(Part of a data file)
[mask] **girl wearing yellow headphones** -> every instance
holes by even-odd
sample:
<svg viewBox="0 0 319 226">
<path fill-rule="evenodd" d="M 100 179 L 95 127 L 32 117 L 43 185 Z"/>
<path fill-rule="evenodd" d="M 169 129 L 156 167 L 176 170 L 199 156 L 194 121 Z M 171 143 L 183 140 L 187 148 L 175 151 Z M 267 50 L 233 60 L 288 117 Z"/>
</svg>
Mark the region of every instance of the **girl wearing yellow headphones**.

[Aim of the exercise] Reproduce every one of the rows above verbatim, preserving each line in its original order and form.

[Final result]
[mask] **girl wearing yellow headphones** -> every instance
holes by even-odd
sample:
<svg viewBox="0 0 319 226">
<path fill-rule="evenodd" d="M 100 179 L 95 127 L 32 117 L 43 185 Z"/>
<path fill-rule="evenodd" d="M 169 129 L 156 167 L 176 170 L 199 156 L 194 121 Z M 171 143 L 183 140 L 187 148 L 175 151 Z M 267 50 L 233 60 L 288 117 Z"/>
</svg>
Mark the region of every instance of the **girl wearing yellow headphones**.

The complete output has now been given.